I lay in bed and I problem solved as backup for my hard working husband. "Don't forget to return the library books while you are out." "Tess still doesn't have on her shoes. Try looking for her sandals in the TV room." I feel like this weird voice-only app on an I-Phone. I can't actually do any work from my bed, I can only help my spouse remember which items need to be checked off before a minor family trip.

Bed rest feels super weird to me. I'm used to being active. It's so surreal to sit on my bed, in my first floor bedroom that is right off our kitchen. To be part of the family, yet set apart. I feel lonely when my family goes off to Mass without me.

At the same time, this cross is such an antidote to my anxious, perfectionist nature--that somehow gets whipped up into a more intense frenzy in late pregnancy. I realize that the most important thing I give to my family is this gentle, emotional presence. For three days, I was in the hospital. Even though my kids had their Dad, their house, their pets, their Minecraft games, their whole world went upside down. I had never seen a 2 year old happier, than when I came back home to my bed. She grabbed my cheeks and squeezed them with a smile. Then she promptly drifted off to a deep, contented sleep. She could rest now that her Mom was back.

At 6 AM on Friday, my husband went back to work. It was hard and scary. My husband is a super-commuter who works 70 miles from home. I'd gotten checked out thoroughly at the hospital the day before. We had cellphones. We had a back-up plan with friends and neighbors in case I had an emergency. It wasn't dangerous in fact, but the distance felt scary and dangerous. I think the only reason we decided to send him back to work was so that we could have a "practice day" before he resumed work for 5 days in a row the next week.
-------------------------
▶ **What you will do**
Pick up the account of pregnancy bed rest after its last sentence and keep writing it. The records that follow come from a separate source.
-------------------------
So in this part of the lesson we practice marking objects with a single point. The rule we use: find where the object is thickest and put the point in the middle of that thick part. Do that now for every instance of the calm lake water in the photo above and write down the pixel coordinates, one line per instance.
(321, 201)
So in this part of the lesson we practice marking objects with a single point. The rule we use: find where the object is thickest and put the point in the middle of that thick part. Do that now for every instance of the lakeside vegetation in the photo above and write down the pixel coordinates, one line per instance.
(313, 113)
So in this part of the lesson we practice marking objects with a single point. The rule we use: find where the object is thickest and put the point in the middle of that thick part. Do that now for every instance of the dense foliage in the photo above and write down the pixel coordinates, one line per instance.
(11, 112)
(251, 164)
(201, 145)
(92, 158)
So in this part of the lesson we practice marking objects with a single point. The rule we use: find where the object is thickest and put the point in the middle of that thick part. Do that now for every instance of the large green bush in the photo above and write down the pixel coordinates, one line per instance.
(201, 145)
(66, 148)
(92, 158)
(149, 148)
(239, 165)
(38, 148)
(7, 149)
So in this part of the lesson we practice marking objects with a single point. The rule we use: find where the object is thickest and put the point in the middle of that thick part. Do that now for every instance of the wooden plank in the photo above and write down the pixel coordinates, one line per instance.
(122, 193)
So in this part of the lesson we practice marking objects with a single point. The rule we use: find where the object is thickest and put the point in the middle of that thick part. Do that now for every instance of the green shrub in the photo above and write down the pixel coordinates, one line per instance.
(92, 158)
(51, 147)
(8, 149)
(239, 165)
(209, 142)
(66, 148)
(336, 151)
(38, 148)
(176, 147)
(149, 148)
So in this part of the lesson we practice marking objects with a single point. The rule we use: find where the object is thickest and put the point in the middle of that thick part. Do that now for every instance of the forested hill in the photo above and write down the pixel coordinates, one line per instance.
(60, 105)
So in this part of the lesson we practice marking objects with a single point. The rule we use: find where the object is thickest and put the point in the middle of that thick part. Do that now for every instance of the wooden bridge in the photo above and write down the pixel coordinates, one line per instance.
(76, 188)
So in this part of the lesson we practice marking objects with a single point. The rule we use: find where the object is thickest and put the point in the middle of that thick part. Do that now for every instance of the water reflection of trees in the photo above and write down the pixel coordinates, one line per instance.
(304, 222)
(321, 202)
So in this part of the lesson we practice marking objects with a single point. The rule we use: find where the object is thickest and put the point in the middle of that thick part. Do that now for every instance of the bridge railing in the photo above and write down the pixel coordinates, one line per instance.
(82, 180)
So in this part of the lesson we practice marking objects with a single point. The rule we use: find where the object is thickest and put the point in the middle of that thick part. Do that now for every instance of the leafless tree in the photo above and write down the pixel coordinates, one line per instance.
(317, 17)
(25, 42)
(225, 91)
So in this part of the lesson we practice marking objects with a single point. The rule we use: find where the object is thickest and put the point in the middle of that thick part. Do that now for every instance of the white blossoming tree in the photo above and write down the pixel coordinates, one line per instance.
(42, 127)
-------------------------
▶ **Reply**
My life felt lonely and scary until my kids woke up at 8 AM. I was shocked at how critical my presence was in our house, even though I was useless on my bed. My being home, instead of in a hospital room, meant that Jon could go to work. My kids got back on their homeschooling schedule. I taught my 11 year old how to do laundry. I reminded my 10 year old to walk the dog 3 times a day. Fights between the little girls got solved. Fights over the computer time among the big kids got solved. We all ate dinner around the dining room table at a normal time. About the only thing that got skipped because of my bed rest, is that I couldn't easily drive to Target to buy us more paper towels as soon as we ran out.

I'm promising myself that I will remember what it feels like to be "useless" on a bed. I am not useful to my family, I am critical.

The seven of them (counting my husband and our youngest baby)  are a pretty remarkable bunch of people. They are all independent and feisty. They are capable of totally directing their own lives. They are also capable of great kindness towards each other. My job as the mother isn't to do every task in their life. (Even my 2 year old figured out how to make her own bowel of cereal this week.) My husband's ways of parenting are not always similar to mine, but his ways really do work! Bed rest has really forced me to take a side-line approach to parenting. I'm impressed how much my respect for my husband has grown this week.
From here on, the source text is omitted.